● **YOUR GOAL**: Copy out every line of the rows below without changing anything, but leave out the pictures.

--- BEGIN RECORDS FOR THIS EXERCISE ---

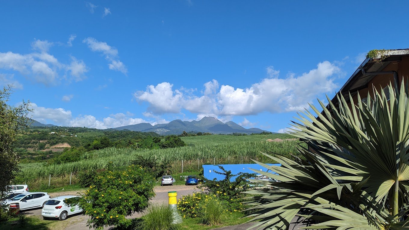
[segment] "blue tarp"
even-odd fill
[[[281,166],[281,164],[266,164],[267,165],[275,165]],[[272,172],[271,170],[267,171],[267,169],[258,165],[257,164],[240,164],[238,165],[219,165],[222,166],[225,170],[227,171],[230,170],[232,174],[237,174],[239,172],[255,173],[250,169],[257,169],[263,171],[268,171],[270,173],[275,173],[275,172]],[[225,176],[220,174],[217,174],[214,172],[214,170],[219,172],[222,172],[222,171],[219,168],[217,165],[204,165],[203,167],[203,176],[208,180],[213,180],[216,178],[217,180],[223,180],[225,178]],[[236,179],[236,176],[232,178],[230,180],[233,181]]]

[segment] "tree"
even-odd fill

--- END RECORDS FOR THIS EXERCISE ---

● **SOLUTION FOR THIS TASK**:
[segment] "blue tarp"
even-odd fill
[[[281,166],[281,164],[266,164],[267,165],[275,165]],[[272,172],[271,170],[267,171],[267,169],[258,165],[257,164],[240,164],[238,165],[219,165],[222,166],[225,170],[227,171],[230,170],[232,174],[237,174],[239,172],[255,173],[250,169],[257,169],[263,171],[268,171],[270,173],[275,173],[275,172]],[[225,176],[220,174],[217,174],[214,172],[214,170],[219,172],[222,172],[222,171],[219,168],[217,165],[204,165],[203,167],[203,176],[208,180],[213,180],[216,178],[217,180],[223,180],[225,178]],[[236,179],[236,176],[232,178],[230,180],[233,181]]]

[segment] "tree"
even-odd fill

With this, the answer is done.